==== ENTRIES SUPPLIED
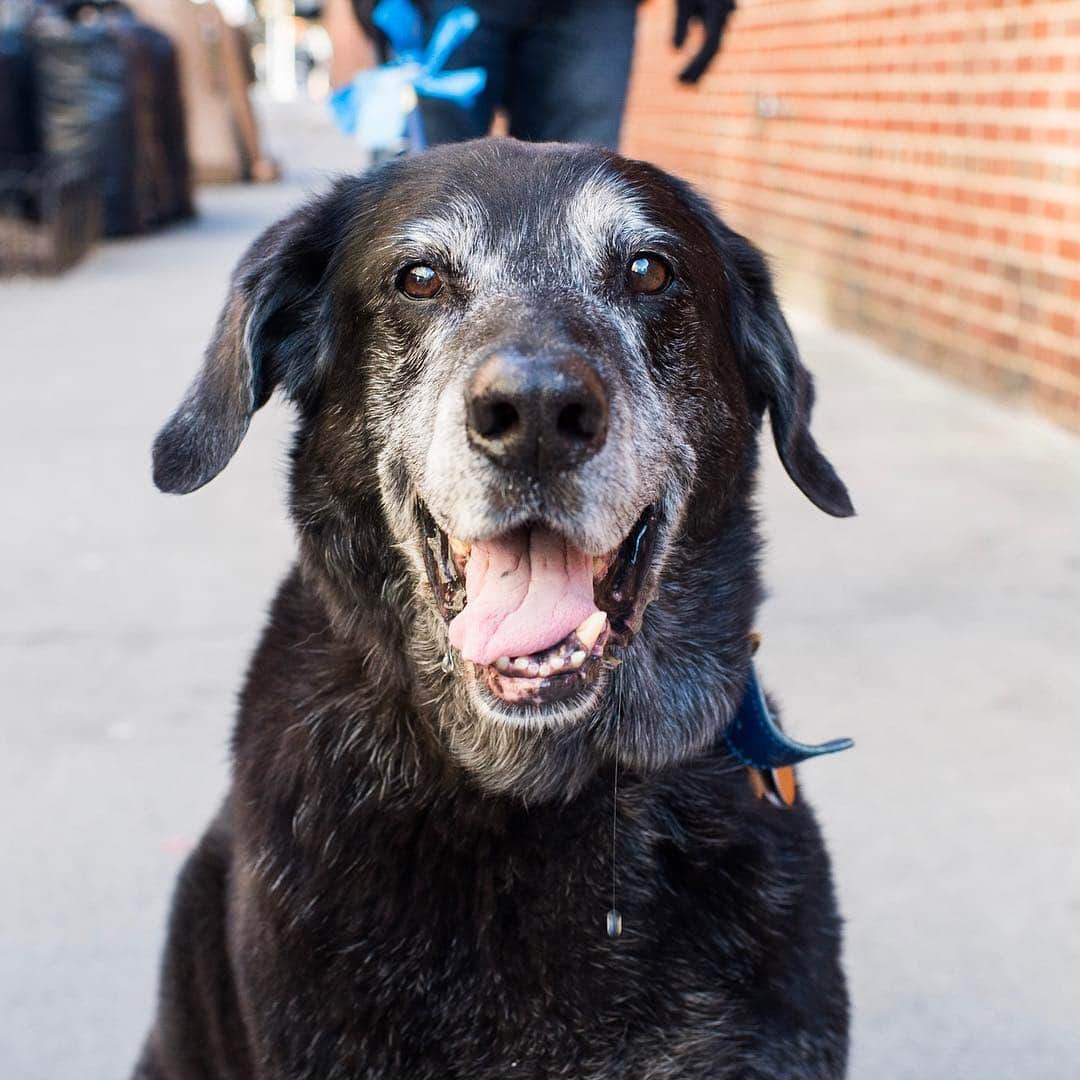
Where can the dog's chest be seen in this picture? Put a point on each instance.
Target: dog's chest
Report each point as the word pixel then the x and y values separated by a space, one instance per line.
pixel 484 954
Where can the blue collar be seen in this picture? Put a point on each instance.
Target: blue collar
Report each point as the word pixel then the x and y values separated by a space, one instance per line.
pixel 755 738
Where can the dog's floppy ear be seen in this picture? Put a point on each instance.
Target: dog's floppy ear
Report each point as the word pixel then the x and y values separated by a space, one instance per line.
pixel 775 376
pixel 275 328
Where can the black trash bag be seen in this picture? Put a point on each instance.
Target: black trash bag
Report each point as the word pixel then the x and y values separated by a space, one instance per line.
pixel 19 137
pixel 88 93
pixel 110 99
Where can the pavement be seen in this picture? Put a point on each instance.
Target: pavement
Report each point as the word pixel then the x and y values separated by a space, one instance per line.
pixel 939 629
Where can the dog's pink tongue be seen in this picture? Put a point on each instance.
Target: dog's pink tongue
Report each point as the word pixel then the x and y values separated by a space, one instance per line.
pixel 527 590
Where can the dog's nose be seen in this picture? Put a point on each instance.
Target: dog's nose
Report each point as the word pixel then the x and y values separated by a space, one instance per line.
pixel 536 413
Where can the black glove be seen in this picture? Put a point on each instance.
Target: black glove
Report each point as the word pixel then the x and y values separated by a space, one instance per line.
pixel 714 16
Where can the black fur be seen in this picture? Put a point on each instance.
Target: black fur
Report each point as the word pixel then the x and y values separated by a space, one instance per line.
pixel 396 887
========
§ **TASK DIRECTIONS**
Reproduce without change every line of the entries above, from the one containing "Target: black fur" through the last.

§ **REPLY**
Target: black fur
Report each point as the word pixel then the x and y values separated by a space, one instance per line.
pixel 396 887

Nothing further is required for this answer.